Saturday, May 2, 2015

The Crime Fiction Tribe aka The People Who Don't Think You're A Freak by Kristi Belcamino

I’m lucky enough to be part of an amazing warm, welcoming, supportive crime fiction community.

Every day I’m grateful that when I sat down to write a book it was crime fiction. Because crime fiction readers and writers are my peeps.

(Let’s get real here—in other words, my “peeps” means a group of people who don’t think I’m a freak and will even invite me over for tater tot hot dish even after they read my books.)

It hasn’t always been this way.

There have been times over the past decade when I’ve mentioned something about my life that has garnered me the nickname “Angel of Death” or even times that I’ve stunned my own chatty children into silence. (I can’t help it. My daughter asked if I had ever seen a brain and I told her yes, once, when they took it out of a dead body.)

But with my crime fiction tribe, I can talk about all sorts of gruesome tidbits and they don’t even bat an eye—or try to run me out of town.

The only other time in my life when I’ve had friends like this was when I was a San Francisco Bay Area Crime reporter. My pal was also a cops-beat reporter who, despite her soft voice and ladylike dresses, knew how to kick it with the homicide detectives on their worst cases.

They may have called me the Angel of Death but she was the Queen of Autopsies. She’d seen more than a dozen in her time at the paper.

Of course, she was the first person I called after I sat in on my first autopsy and could still smell the dead guy hours later.

“Am I losing it?” I asked. “I still smell him everywhere.”

“No, no you’re good,” she said. “That’s totally normal. The smell lingers a God-awful long time.”

When my brand spanking new homicide investigator’s death handbook (basically a bunch of pictures of people who died in horrible ways) arrived in the mail, I called her and invited her to lunch at a Chinese food restaurant so we could peruse it.
“I’m totally there,” she said.

When I left my job as a police reporter in California to become an Italian-American mama in Minneapolis, I thought I’d lost my contact with kindred souls like her.

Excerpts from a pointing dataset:
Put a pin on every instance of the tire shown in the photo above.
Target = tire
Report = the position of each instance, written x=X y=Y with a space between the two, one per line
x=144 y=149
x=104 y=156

Required work:
**A)** Reproduce the passage of the crime fiction blog post from "There have been" to "out of town.".
**B)** Decide whether each statement below agrees with the crime fiction blog post, answering yes or no and quoting the words that settle it:
(i) The author's friend from the newspaper had seen more than a dozen autopsies.
(ii) The author left a police reporting job in California for Minneapolis.
(iii) The friend declined the invitation to lunch to look through the handbook.
**C)** Carry on the crime fiction blog post from the point after its final sentence.

Responses per task:
**A)**
There have been times over the past decade when I’ve mentioned something about my life that has garnered me the nickname “Angel of Death” or even times that I’ve stunned my own chatty children into silence. (I can’t help it. My daughter asked if I had ever seen a brain and I told her yes, once, when they took it out of a dead body.)

But with my crime fiction tribe, I can talk about all sorts of gruesome tidbits and they don’t even bat an eye—or try to run me out of town.

**B)**
(i) Yes: "She’d seen more than a dozen in her time at the paper."
(ii) Yes: "When I left my job as a police reporter in California to become an Italian-American mama in Minneapolis"
(iii) No: "“I’m totally there,” she said."

**C)**
To my surprise, when I wrote a crime fiction book, I found a whole bevy of people who don’t mind dinner conversations where I can drop the word “floater” or “decomp” without making them lose their appetite (or call the cops on me).

You all know who you are.

Thanks for being my people.

Kristi Belcamino is a writer, photographer, and crime reporter who also bakes a tasty biscotti. As a reporter, she’s flown over Big Sur in an FA-18 jet with the Blue Angels, raced a Dodge Viper at Laguna Seca, and attended barbecues at the morgue. Her first novel was inspired by her dealings with a serial killer. Find out more at www.blessedarethedead.com

Her third book, BLESSED ARE THOSE WHO WEEP (HarperCollins) came out April 7.
San Francisco Bay Area reporter Gabriella Giovanni stumbles onto a horrific crime scene with only one survivor—a baby girl found crawling between the dead bodies of her family members. Reeling from the slaughter, Gabriella clings to the infant. When Social Services pries the little girl from her arms, the enormity of the tragedy hits home. Diving deep into a case that brings her buried past to the forefront, Gabriella is determined to hunt down the killer who left this helpless baby an orphan.
But one by one the clues all lead to a dead end, and Gabriella's obsession with finding justice pulls her into a dark, tortuous spiral that is set to destroy everything she loves …


3 comments:

  1. Welcome, Kristi! It is wonderful to have a group of like-minded people to talk to. My niece is studying to be a doctor and works in the med school's cadaver lab. We've had some interesting dinner discussions.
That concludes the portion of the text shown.